Given text:
=======
Original assignee: ULTIMIZERS Inc
Current assignee: ULTIMIZERS Inc
Priority date: 2002-02-20
Filing date: 2002-02-20
Publication date: 2003-08-21

Abstract

An automatic cutoff saw includes a workpiece positioner comprising a plurality synchronized conveying belts driven by a single motor to position a workpiece for cutting by reciprocating, rotating saw blade.

Description

BACKGROUND OF THE INVENTION

The present invention relates to an automatic cutoff saw and, more particularly, to an improved workpiece positioner and cutting mechanism for an automatic cutoff saw.

An automatic cutoff saw automatically positions a workpiece so that a cutting mechanism can cut the workpiece to a preselected length. Typically, a workpiece positioner for an automatic cutoff saw includes an infeed to move a workpiece horizontally into position for cutting and restraining the workpiece while the cutting mechanism cuts the workpiece to length and an outfeed to move the cut workpiece away from the cutting mechanism. The cutting mechanism is commonly a rotating saw blade that is reciprocated horizontally or vertically so that the cutting elements of the blade are displaced through a cross-section of the workpiece. The productivity of an automatic cutoff saw is determined, in part, by the speed with which the workpiece positioner can accurately position a workpiece and the time interval required to move the cutting elements of a saw blade across a section of the workpiece and return the blade to a position where the workpiece positioner can move the next workpiece into position for cutting without interference.
=======
Data excerpts:
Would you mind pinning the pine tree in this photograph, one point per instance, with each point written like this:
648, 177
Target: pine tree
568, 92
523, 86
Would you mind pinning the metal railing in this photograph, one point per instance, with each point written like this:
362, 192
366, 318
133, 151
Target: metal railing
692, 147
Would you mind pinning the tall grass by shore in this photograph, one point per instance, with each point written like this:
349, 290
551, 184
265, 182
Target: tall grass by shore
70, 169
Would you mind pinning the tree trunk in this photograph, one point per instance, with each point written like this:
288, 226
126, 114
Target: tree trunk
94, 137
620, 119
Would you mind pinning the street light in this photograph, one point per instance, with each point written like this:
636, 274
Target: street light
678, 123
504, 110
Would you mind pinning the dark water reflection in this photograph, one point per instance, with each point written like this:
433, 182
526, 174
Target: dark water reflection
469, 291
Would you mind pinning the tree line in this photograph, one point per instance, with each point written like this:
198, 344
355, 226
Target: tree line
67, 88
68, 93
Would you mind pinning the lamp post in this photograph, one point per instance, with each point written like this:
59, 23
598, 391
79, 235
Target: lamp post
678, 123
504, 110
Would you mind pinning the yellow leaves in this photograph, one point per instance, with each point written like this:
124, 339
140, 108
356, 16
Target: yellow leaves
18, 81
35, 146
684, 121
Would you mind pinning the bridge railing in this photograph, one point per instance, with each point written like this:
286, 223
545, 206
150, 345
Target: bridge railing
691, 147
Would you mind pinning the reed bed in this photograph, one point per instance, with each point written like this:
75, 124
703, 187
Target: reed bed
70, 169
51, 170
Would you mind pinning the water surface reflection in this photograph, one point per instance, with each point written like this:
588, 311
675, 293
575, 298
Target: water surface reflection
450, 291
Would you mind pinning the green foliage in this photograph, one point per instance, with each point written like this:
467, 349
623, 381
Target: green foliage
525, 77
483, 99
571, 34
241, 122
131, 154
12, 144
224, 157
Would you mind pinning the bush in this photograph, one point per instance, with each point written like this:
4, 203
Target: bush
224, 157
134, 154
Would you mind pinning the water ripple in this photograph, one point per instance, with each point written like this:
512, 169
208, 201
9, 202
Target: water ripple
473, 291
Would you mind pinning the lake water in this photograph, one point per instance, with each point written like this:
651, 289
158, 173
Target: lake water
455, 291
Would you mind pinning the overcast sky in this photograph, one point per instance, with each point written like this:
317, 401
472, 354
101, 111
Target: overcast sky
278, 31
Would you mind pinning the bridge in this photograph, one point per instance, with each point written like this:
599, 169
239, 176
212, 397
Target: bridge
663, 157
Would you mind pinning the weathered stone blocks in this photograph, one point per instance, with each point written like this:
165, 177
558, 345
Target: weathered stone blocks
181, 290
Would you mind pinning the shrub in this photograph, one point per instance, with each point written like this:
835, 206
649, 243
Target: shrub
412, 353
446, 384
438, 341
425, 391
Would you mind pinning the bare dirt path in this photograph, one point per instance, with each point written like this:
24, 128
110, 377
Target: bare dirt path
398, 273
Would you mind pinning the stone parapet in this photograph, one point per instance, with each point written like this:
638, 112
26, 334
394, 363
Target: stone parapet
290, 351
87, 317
=======
Request:
In the patent text on the automatic cutoff saw, what drives the synchronized conveying belts of the workpiece positioner?

Written solution:
A single motor drives them.